▸ Extracted data
· · · · · · ·
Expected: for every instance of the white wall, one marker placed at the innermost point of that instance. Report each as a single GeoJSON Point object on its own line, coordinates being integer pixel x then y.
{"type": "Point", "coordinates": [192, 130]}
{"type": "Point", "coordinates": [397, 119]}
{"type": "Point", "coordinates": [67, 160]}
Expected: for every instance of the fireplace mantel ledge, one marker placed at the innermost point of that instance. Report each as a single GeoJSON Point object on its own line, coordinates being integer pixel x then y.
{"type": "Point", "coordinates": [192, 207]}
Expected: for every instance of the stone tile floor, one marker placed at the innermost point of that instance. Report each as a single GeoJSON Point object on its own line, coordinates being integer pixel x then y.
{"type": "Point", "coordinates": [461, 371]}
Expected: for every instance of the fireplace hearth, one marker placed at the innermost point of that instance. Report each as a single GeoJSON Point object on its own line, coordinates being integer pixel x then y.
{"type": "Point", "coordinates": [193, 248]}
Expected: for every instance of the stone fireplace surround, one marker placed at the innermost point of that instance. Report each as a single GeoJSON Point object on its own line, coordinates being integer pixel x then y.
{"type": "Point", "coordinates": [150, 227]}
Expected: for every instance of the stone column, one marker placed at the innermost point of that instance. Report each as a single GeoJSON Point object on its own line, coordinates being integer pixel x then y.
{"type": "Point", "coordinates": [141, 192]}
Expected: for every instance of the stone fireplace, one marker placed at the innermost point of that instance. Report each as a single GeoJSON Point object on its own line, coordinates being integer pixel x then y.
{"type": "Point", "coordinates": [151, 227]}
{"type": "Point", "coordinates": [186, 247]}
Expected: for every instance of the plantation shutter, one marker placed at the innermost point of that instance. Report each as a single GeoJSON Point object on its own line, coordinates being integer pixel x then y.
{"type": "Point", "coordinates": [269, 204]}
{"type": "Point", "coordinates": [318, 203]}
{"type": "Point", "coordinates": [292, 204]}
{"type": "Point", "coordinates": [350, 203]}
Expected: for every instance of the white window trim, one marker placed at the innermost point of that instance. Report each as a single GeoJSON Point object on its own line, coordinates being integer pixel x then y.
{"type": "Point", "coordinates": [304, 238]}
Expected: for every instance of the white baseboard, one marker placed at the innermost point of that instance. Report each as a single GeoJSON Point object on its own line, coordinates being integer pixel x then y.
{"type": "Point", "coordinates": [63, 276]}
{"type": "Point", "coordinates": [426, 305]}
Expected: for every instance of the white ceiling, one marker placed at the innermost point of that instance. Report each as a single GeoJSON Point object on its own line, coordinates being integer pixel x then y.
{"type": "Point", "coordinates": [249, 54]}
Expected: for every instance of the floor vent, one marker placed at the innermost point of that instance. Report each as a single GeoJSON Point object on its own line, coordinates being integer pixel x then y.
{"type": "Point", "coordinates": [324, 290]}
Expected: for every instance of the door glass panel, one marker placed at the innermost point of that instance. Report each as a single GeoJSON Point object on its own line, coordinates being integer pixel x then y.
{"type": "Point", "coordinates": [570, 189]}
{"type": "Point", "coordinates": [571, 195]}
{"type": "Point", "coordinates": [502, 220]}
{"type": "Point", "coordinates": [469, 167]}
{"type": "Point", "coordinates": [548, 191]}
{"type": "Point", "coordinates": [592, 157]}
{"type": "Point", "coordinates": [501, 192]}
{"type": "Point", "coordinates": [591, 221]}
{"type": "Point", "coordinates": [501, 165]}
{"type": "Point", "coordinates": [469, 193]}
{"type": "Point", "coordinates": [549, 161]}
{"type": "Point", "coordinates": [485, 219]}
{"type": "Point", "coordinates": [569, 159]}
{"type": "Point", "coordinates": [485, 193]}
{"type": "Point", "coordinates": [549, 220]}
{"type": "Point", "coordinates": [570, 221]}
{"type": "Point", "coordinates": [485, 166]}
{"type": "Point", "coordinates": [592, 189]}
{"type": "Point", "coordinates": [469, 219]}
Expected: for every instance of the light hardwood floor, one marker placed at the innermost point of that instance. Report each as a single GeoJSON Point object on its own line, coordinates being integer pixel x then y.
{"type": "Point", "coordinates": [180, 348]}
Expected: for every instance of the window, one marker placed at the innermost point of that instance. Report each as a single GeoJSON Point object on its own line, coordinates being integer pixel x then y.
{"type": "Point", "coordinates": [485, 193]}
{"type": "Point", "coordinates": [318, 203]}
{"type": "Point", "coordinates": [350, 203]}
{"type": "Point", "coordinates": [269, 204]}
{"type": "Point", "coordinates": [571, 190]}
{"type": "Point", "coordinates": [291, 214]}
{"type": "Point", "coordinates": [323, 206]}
· · · · · · ·
▸ Problem to solve
Give the records again, exactly as they appear.

▸ Output of the task
Expected: for every instance of the white wall, one marker placed at the innermost point of that instance. Report each as a single GeoJSON Point object on its own line, coordinates being integer pixel x then y.
{"type": "Point", "coordinates": [192, 130]}
{"type": "Point", "coordinates": [397, 119]}
{"type": "Point", "coordinates": [67, 160]}
Expected: for every instance of the fireplace mantel ledge, one marker placed at the innermost point of that instance. Report each as a single GeoJSON Point object on its own line, coordinates being integer pixel x then y.
{"type": "Point", "coordinates": [192, 207]}
Expected: for every instance of the stone tile floor, one marker placed at the innermost point of that instance. Report each as a single GeoJSON Point object on its own line, coordinates being integer pixel x then y.
{"type": "Point", "coordinates": [461, 371]}
Expected: for every instance of the fireplace hearth, one marker placed at the innermost point of that instance. Report each as a single GeoJSON Point object on its own line, coordinates being integer pixel x then y.
{"type": "Point", "coordinates": [193, 248]}
Expected: for every instance of the stone fireplace surround, one marker placed at the innermost point of that instance. Report each as a single GeoJSON Point object on its own line, coordinates being integer pixel x then y.
{"type": "Point", "coordinates": [150, 227]}
Expected: for every instance of the stone column, one marker placed at the innermost point of that instance. Report each as a single GeoJSON Point object on its own line, coordinates being integer pixel x then y.
{"type": "Point", "coordinates": [141, 192]}
Expected: for every instance of the stone fireplace, one marker placed at the innermost point of that instance. Report each as a single GeoJSON Point object on its own line, coordinates being integer pixel x then y.
{"type": "Point", "coordinates": [151, 227]}
{"type": "Point", "coordinates": [186, 247]}
Expected: for every instance of the plantation shutter, one marker placed at the innermost point of that instance. Report each as a single GeoJSON Point object on its own line, coordinates being integer pixel x then y.
{"type": "Point", "coordinates": [269, 204]}
{"type": "Point", "coordinates": [318, 203]}
{"type": "Point", "coordinates": [292, 204]}
{"type": "Point", "coordinates": [350, 203]}
Expected: for every instance of the white window trim, one marker placed at the innermost point of that instance. Report each as a single GeoJSON Point object on its own line, coordinates being integer pixel x then y.
{"type": "Point", "coordinates": [304, 238]}
Expected: for every instance of the white baseboard, one marker placed at the innermost point of that instance. Report each as a single GeoJSON Point object on its own line, coordinates being integer pixel x then y.
{"type": "Point", "coordinates": [63, 276]}
{"type": "Point", "coordinates": [426, 305]}
Expected: for every instance of the white ceiling, one marker placed at the innermost point of that instance. Report each as a single GeoJSON Point object on its own line, coordinates being integer pixel x then y.
{"type": "Point", "coordinates": [249, 54]}
Expected: for every instance of the floor vent, one marker placed at the innermost point of that instance. Report each as a single GeoJSON Point object on its own line, coordinates being integer pixel x then y.
{"type": "Point", "coordinates": [324, 290]}
Expected: for every instance of the door glass panel, one marker placed at the innermost point of that instance. Report each as a single GeoJSON Point object on its own line, coordinates being integer pixel x then y.
{"type": "Point", "coordinates": [570, 189]}
{"type": "Point", "coordinates": [571, 195]}
{"type": "Point", "coordinates": [502, 220]}
{"type": "Point", "coordinates": [469, 167]}
{"type": "Point", "coordinates": [548, 191]}
{"type": "Point", "coordinates": [592, 157]}
{"type": "Point", "coordinates": [501, 192]}
{"type": "Point", "coordinates": [591, 221]}
{"type": "Point", "coordinates": [501, 165]}
{"type": "Point", "coordinates": [469, 193]}
{"type": "Point", "coordinates": [549, 161]}
{"type": "Point", "coordinates": [485, 219]}
{"type": "Point", "coordinates": [569, 159]}
{"type": "Point", "coordinates": [485, 193]}
{"type": "Point", "coordinates": [549, 220]}
{"type": "Point", "coordinates": [570, 221]}
{"type": "Point", "coordinates": [485, 166]}
{"type": "Point", "coordinates": [592, 189]}
{"type": "Point", "coordinates": [469, 219]}
Expected: for every instance of the light hardwood floor, one marker placed at the innermost point of that instance. Report each as a single GeoJSON Point object on its own line, coordinates being integer pixel x then y.
{"type": "Point", "coordinates": [180, 348]}
Expected: for every instance of the window, one marker placed at the innermost point of that instance. Report each as a single GeoJSON Point object on its own line, coordinates being integer pixel x then y.
{"type": "Point", "coordinates": [485, 193]}
{"type": "Point", "coordinates": [318, 203]}
{"type": "Point", "coordinates": [350, 203]}
{"type": "Point", "coordinates": [269, 204]}
{"type": "Point", "coordinates": [571, 190]}
{"type": "Point", "coordinates": [291, 214]}
{"type": "Point", "coordinates": [323, 206]}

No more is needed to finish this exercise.